### Text section:
-- Start --

Editor’s Note: A brief on trick-or-treating

Editor’s Note: A brief on trick-or-treating

You’re a high school kid now.  Or (as some of you would like to think) a high school adult.  Halloween is coming up and the childish tendency to want to run around in a costume and ring random neighbors’ doorbells for candy is one that has been itching in the back of your mind since mid-June.  Parents, peers and nay-sayers everywhere are going to try and throw the typical line your way: “You’re too old to go trick-or-treating.”  Frankly, that is a load of hog-wash.

Some people believe that having a little bit of “kid” blood left in them is the worst thing that could possibly happen.  “Being cool” implies that you are an adult.  Here are the facts: 1) unless you’re an 18-year-old senior, then you aren’t an adult; 2) “being cool” isn’t an antonym for “being a kid.”

-- End --

### Supplied data:
-- Start --

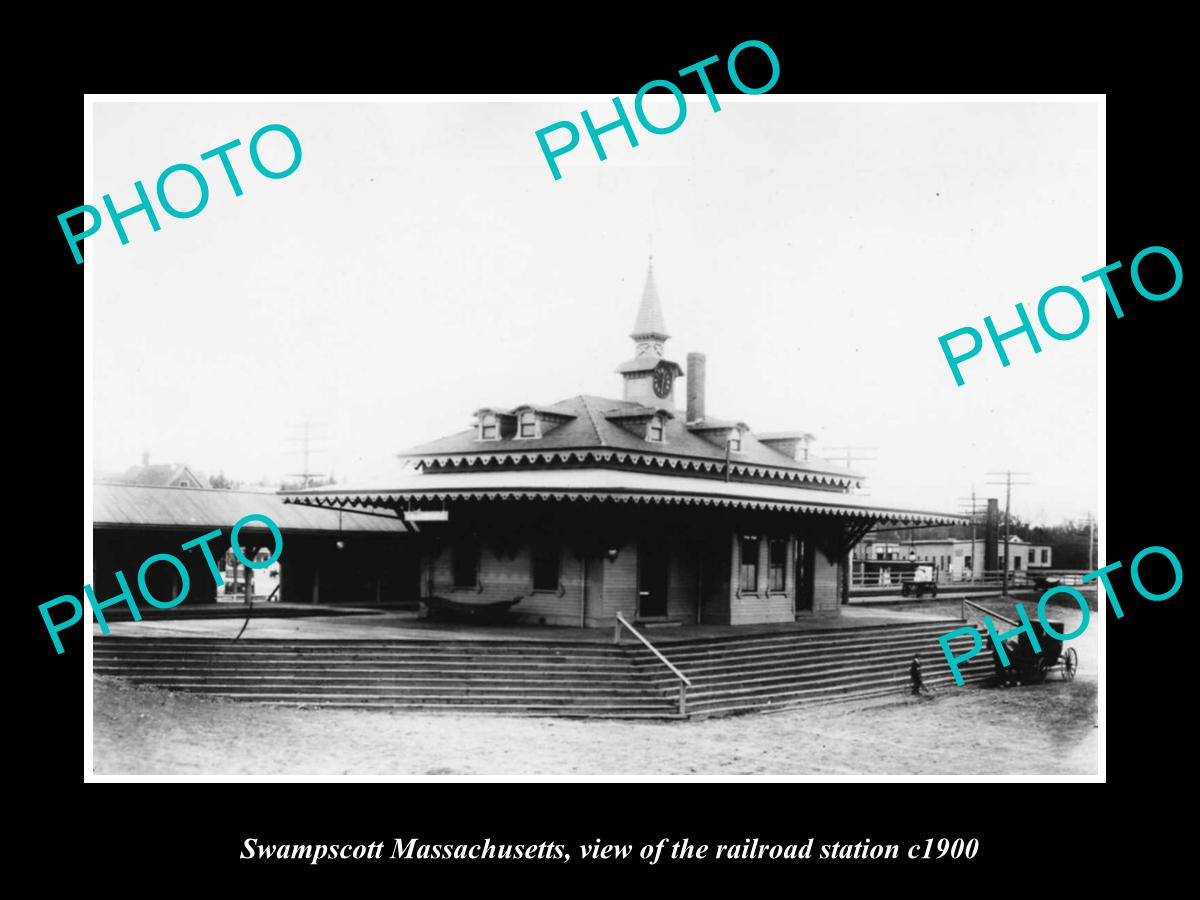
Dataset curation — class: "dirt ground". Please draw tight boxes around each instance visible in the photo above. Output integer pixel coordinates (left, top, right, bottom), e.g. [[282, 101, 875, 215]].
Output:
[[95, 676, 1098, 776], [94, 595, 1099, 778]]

-- End --

### Aim:
Repeat the trick-or-treating editor's note above word for word, everything from "You’re a high" down to "load of hog-wash.".

### Reply to the task:
You’re a high school kid now.  Or (as some of you would like to think) a high school adult.  Halloween is coming up and the childish tendency to want to run around in a costume and ring random neighbors’ doorbells for candy is one that has been itching in the back of your mind since mid-June.  Parents, peers and nay-sayers everywhere are going to try and throw the typical line your way: “You’re too old to go trick-or-treating.”  Frankly, that is a load of hog-wash.